- GIVEN RECORDS:
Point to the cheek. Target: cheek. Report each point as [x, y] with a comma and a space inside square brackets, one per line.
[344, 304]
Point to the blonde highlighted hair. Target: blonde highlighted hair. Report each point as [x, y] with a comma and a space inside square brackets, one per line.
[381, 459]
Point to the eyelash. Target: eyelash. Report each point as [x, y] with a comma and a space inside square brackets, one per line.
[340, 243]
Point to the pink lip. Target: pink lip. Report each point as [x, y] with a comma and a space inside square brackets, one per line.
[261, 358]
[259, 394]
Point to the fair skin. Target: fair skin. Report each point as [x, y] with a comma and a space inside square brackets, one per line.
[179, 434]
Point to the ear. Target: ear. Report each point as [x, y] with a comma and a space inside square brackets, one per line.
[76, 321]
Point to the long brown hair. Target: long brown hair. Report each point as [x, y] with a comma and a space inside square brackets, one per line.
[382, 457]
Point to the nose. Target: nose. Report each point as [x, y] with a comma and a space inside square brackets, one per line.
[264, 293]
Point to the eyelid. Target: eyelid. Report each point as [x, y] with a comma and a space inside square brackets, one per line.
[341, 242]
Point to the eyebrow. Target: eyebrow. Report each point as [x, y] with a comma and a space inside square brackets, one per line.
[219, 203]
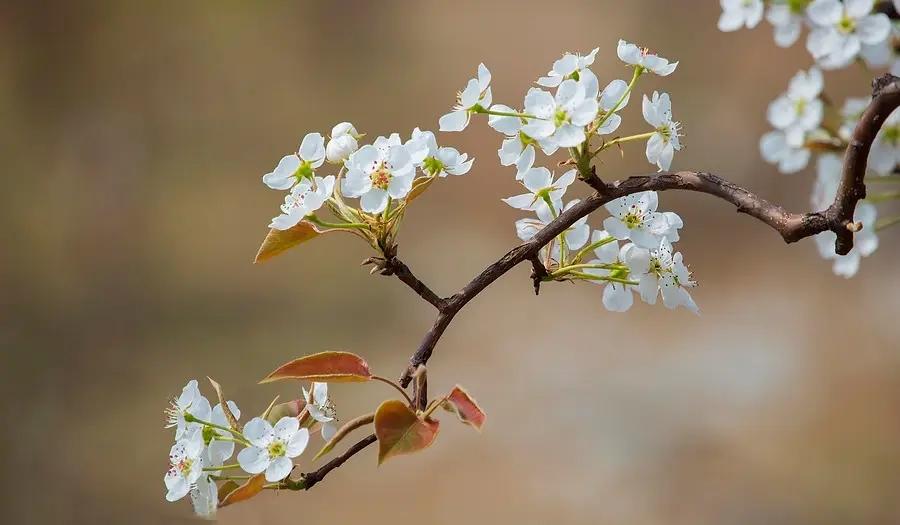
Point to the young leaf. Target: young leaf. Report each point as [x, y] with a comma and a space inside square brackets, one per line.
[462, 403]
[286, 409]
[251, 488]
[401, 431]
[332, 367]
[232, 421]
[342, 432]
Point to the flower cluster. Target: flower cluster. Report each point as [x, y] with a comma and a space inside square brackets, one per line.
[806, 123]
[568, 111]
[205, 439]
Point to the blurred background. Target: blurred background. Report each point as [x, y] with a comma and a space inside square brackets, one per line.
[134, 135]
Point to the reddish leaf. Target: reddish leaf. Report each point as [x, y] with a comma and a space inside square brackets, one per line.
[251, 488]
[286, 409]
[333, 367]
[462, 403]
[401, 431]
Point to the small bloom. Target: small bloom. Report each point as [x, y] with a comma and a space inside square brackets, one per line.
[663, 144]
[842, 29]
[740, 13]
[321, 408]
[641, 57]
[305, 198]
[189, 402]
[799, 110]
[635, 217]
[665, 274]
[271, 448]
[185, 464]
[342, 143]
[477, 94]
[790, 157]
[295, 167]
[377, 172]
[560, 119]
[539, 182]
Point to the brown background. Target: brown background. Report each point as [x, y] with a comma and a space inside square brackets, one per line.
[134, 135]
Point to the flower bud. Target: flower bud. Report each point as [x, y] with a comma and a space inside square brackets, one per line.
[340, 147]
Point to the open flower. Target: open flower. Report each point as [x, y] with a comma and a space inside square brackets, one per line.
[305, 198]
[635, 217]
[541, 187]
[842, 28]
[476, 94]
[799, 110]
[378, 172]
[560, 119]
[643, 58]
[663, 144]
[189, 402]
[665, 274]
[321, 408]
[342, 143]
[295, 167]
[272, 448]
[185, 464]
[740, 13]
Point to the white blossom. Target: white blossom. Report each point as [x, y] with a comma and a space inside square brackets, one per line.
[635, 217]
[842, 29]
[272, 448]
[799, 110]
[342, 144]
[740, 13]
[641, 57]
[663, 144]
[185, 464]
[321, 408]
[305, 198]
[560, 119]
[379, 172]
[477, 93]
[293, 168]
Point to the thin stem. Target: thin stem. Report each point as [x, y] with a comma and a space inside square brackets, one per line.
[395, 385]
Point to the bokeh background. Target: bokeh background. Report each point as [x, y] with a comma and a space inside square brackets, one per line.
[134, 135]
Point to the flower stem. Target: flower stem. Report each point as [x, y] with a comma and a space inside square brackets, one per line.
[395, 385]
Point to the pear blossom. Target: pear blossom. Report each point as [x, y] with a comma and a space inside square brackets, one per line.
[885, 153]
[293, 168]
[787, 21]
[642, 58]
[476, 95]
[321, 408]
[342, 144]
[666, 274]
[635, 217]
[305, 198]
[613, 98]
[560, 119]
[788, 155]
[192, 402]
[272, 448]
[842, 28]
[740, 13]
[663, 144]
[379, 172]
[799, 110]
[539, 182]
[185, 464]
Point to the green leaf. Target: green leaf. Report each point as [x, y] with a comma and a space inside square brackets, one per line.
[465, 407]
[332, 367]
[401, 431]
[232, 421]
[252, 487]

- TASK OBJECTIVE:
What you return should be the whole listing, word for word, without its pictures.

- WRITTEN ANSWER:
Point to the cheek. Target: cheek. Report each point as [x, y] with a comma and a space inside square brackets, one per line.
[344, 304]
Point to the blonde highlighted hair. Target: blonde highlighted hair. Report each point as [x, y] with a comma and a space inside square brackets, one per line.
[381, 459]
Point to the eyelash. Target: eyelash. Report each point as [x, y] with a comma and a space inside square brackets, one per line.
[340, 243]
Point to the pink lip. Target: pink lip. Report each point as [x, y] with a comma and a space inside square brackets, one per line.
[261, 358]
[259, 394]
Point to the fair skin. Target: fair skin. Report each point as [x, y] with a comma and a space inside square brackets, one per line.
[179, 434]
Point to the ear. Target: ear. Report each point as [x, y] with a comma and a space inside square brackets, one per line.
[76, 321]
Point to the long brown hair. Target: long brown hair. Report each point as [x, y] with a comma and a space inside square brackets, one per line.
[382, 457]
Point to the nose. Target: nose. Report each point as [x, y] with a comma and a space inside square brackets, one per line.
[264, 293]
Point to the eyelid. Target: eyelid. Report each point as [x, y] with a comma and a space inside square brackets, one per line.
[341, 242]
Point to the eyebrow. Target: eyebrow. Report each point as [x, y] with a comma and a space inside square brackets, one per line.
[219, 203]
Point to the young leaf. Target: young leaf. Report each point as [x, y] with a comma and a space inside square brackets, one per line.
[462, 403]
[286, 409]
[251, 488]
[401, 431]
[332, 367]
[232, 421]
[342, 432]
Point to the flower cluster. Target: flower cluster. Report each point as [x, y] with a comma and a space inside square brackets, one per line.
[806, 123]
[568, 111]
[205, 439]
Point to the blurred background. Target: blurred background. Report each point as [x, y] with a comma and a space inside square brackets, one per line.
[134, 135]
Point to the reddish leaf. Target: reddish leaf. Report each point as [x, y] with a comma and a space inside square brackets, one per line.
[251, 488]
[286, 409]
[333, 367]
[462, 403]
[401, 431]
Point to the small bloom. Target: small bloom. Report each point as [x, y] with a comma and a space inside square brackets, one per line.
[663, 144]
[842, 29]
[740, 13]
[321, 408]
[641, 57]
[305, 198]
[189, 402]
[799, 110]
[635, 217]
[665, 274]
[271, 448]
[185, 464]
[342, 143]
[477, 94]
[790, 157]
[295, 167]
[377, 172]
[560, 119]
[539, 182]
Point to the brown background. Target: brown background. Report each point as [x, y] with a comma and a space inside square brackets, one per line.
[134, 135]
Point to the flower bud. Target: flower bud. Report each point as [x, y] with a comma and a space inside square brackets, one per line.
[340, 147]
Point to the open flower. Target: open flower. Report each point as [x, y] with a comma and a space inside square brackets, one per line.
[305, 198]
[635, 217]
[541, 187]
[842, 28]
[476, 94]
[799, 110]
[378, 172]
[560, 119]
[643, 58]
[663, 144]
[189, 402]
[665, 274]
[321, 408]
[342, 143]
[295, 167]
[272, 448]
[185, 464]
[740, 13]
Point to the white blossom. Target: white blossom. Report each point as [x, y] with a comma and a space inside square brackets, one per line.
[635, 217]
[842, 29]
[272, 448]
[799, 110]
[342, 144]
[740, 13]
[641, 57]
[663, 144]
[185, 464]
[321, 408]
[305, 198]
[560, 119]
[379, 172]
[477, 93]
[293, 168]
Point to the thin stem. Target: thin stem. Report each point as [x, y] with a comma and a space inside square brackets, one per line.
[395, 385]
Point to the bokeh background. Target: bokeh background. Report each point as [x, y] with a comma and a space inside square brackets, one per line.
[134, 135]
Point to the flower stem. Target: flower stem. Report each point as [x, y] with a comma and a space inside square brackets, one per line.
[395, 385]
Point to the pear blossom. Target: pear blossom. Report each point as [x, y] with a comma and a space inside square brackets, one per line.
[885, 153]
[293, 168]
[787, 21]
[642, 58]
[476, 95]
[321, 408]
[342, 144]
[666, 274]
[635, 217]
[305, 198]
[613, 98]
[560, 119]
[788, 155]
[192, 402]
[272, 448]
[842, 28]
[740, 13]
[663, 144]
[379, 172]
[799, 110]
[539, 182]
[185, 464]
Point to the green leaf. Target: green leaf. Report each point as [x, y] with a comma and a space inside square brackets, one per line.
[465, 407]
[332, 367]
[401, 431]
[232, 421]
[252, 487]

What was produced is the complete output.